Copy out all of the data below with no alterations.

---- Data provided

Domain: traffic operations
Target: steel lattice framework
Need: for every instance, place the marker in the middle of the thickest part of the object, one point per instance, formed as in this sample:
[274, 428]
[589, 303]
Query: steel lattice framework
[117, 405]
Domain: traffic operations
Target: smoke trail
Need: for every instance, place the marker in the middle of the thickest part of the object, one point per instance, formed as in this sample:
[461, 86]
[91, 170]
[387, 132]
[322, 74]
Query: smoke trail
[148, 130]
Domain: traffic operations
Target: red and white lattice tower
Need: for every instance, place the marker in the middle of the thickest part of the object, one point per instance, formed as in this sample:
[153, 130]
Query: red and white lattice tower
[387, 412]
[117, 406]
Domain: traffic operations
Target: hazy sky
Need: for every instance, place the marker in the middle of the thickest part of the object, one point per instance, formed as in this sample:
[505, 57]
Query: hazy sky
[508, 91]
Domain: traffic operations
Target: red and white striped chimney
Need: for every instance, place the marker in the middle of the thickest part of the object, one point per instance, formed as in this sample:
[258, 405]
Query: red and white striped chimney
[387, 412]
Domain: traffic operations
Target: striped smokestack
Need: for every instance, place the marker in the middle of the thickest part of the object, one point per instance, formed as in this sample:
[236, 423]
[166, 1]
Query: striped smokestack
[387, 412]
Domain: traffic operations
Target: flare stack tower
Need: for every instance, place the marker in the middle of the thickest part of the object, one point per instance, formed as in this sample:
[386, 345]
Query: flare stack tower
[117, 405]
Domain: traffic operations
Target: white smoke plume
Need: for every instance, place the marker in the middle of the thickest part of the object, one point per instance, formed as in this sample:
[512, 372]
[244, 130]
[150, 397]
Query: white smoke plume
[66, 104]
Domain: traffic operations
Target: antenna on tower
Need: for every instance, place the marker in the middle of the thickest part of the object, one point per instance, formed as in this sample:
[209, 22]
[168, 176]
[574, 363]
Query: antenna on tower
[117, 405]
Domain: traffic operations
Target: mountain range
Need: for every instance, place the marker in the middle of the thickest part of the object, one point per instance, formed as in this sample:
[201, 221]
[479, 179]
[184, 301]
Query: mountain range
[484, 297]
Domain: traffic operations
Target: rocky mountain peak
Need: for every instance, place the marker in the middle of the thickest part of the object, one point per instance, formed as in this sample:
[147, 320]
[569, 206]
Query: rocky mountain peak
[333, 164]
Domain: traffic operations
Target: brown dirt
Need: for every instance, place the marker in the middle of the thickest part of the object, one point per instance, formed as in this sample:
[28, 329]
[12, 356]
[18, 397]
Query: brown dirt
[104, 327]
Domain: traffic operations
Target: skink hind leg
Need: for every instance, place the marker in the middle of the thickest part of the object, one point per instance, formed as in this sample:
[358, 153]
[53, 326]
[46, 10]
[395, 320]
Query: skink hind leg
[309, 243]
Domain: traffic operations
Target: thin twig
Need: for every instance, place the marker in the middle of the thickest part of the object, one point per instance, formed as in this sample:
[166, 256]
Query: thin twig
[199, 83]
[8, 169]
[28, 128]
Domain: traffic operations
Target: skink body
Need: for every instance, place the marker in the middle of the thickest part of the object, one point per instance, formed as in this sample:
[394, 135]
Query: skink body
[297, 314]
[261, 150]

--------

Final answer →
Domain: traffic operations
Target: steel lattice framework
Need: for every instance, place the marker in the middle of the thickest part of the object, one point per instance, formed as in this sample:
[274, 428]
[589, 303]
Query: steel lattice framework
[117, 405]
Domain: traffic operations
Target: smoke trail
Need: for every instance, place the marker in the middle of the thickest part of the object, one point per instance, formed as in this sample:
[461, 86]
[91, 170]
[387, 132]
[322, 74]
Query: smoke trail
[148, 130]
Domain: traffic operations
Target: red and white lattice tower
Need: for every instance, place the marker in the middle of the thickest part of the object, one point per instance, formed as in this sample:
[153, 130]
Query: red and white lattice tower
[387, 412]
[117, 406]
Domain: traffic operations
Target: hazy sky
Need: for every instance, place the marker in the middle of the thickest part of the object, one point per instance, formed as in this sample:
[505, 57]
Query: hazy sky
[508, 91]
Domain: traffic operations
Target: red and white striped chimney
Need: for every instance, place the marker in the middle of the thickest part of the object, one point per instance, formed as in this sample:
[258, 405]
Query: red and white striped chimney
[387, 412]
Domain: traffic operations
Target: striped smokestack
Need: for every instance, place the marker in the middle of the thickest part of the object, one point per instance, formed as in this sample:
[236, 423]
[166, 1]
Query: striped smokestack
[387, 412]
Domain: traffic operations
Target: flare stack tower
Need: for every instance, place the marker in the middle of the thickest part of the object, one point per instance, formed as in this sample:
[386, 345]
Query: flare stack tower
[117, 405]
Domain: traffic operations
Target: white smoke plume
Need: for every instance, place the marker in the middle of the thickest part of the object, one point per instance, formed as in this sample:
[512, 372]
[244, 130]
[150, 397]
Query: white smoke plume
[66, 104]
Domain: traffic operations
Target: antenna on tower
Need: for every instance, place the marker in the middle of the thickest part of the object, one point per instance, formed as in this sample:
[209, 22]
[168, 176]
[574, 363]
Query: antenna on tower
[117, 405]
Domain: traffic operations
Target: mountain range
Need: for every instance, place the marker in the middle of the thickest part of the object, one point per instance, formed as in this sample:
[201, 221]
[479, 179]
[184, 301]
Query: mountain range
[484, 297]
Domain: traffic operations
Target: rocky mountain peak
Need: for every instance, place the marker in the middle of the thickest part of the object, one point per instance, formed as in this sample:
[147, 320]
[569, 206]
Query: rocky mountain peak
[333, 164]
Domain: traffic operations
Target: brown dirt
Need: for every instance, place the marker in the middle of the thickest part of the object, one point per instance, formed as in this sample:
[28, 329]
[12, 356]
[18, 397]
Query: brown dirt
[104, 327]
Domain: traffic operations
Target: skink hind leg
Need: for every instance, place the marker in the middle of the thickest part of the object, one point per instance, formed as in this sample:
[358, 153]
[53, 326]
[46, 10]
[395, 320]
Query: skink hind leg
[309, 243]
Domain: traffic operations
Target: thin twig
Need: for every instance, place the marker in the middle of the thickest part of the object, one point per instance, formed as in this sample:
[166, 256]
Query: thin twig
[199, 83]
[8, 169]
[28, 128]
Domain: traffic operations
Target: skink body
Need: for every instance, place the marker in the middle of the thickest part of the object, one point per instance, formed as in this sample:
[394, 135]
Query: skink body
[297, 314]
[261, 150]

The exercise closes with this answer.